Task instructions = In the entries that follow, identify the line containing "Practice step: locate the roof" and return it together with all later lines, exactly as they appear.
Material to process: Begin
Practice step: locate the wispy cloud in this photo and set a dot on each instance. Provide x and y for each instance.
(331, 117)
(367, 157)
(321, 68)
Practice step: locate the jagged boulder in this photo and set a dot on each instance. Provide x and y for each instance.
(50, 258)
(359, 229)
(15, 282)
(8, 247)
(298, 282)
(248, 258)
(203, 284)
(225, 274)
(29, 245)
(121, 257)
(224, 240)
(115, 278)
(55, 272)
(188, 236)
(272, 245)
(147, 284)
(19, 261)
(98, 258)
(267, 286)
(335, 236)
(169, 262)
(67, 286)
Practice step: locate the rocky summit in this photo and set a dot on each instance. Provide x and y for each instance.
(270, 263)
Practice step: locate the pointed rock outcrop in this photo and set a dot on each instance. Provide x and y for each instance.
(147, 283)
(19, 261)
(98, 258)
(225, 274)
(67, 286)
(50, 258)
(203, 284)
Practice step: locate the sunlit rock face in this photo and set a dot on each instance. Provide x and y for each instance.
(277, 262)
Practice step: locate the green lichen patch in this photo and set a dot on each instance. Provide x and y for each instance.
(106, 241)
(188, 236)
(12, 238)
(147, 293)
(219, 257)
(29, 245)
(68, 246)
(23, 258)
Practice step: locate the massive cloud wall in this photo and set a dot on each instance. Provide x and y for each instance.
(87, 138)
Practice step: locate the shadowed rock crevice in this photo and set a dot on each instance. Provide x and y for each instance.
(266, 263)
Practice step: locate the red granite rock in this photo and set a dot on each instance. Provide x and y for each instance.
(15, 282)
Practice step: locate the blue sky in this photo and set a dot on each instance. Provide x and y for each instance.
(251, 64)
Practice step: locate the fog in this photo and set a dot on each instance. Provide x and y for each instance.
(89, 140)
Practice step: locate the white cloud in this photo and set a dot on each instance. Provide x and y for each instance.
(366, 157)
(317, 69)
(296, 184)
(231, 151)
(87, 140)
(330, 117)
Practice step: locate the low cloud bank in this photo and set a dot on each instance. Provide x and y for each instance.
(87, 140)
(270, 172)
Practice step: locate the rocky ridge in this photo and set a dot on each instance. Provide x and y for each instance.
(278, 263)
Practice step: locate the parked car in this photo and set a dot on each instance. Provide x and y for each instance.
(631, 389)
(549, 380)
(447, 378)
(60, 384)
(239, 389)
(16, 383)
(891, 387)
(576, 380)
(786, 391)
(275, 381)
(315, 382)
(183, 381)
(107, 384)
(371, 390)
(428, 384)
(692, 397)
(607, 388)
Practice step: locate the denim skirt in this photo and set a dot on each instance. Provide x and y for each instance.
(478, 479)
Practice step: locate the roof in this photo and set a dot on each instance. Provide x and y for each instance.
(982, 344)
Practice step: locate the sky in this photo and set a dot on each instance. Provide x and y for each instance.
Material to process: End
Answer to the exercise =
Practice step: locate the roof in this photo and set a dot on each instance. Provide x and y for each instance.
(982, 344)
Practice step: locate the sky in this photo and set a dot on each instance. Provide x and y for each instance.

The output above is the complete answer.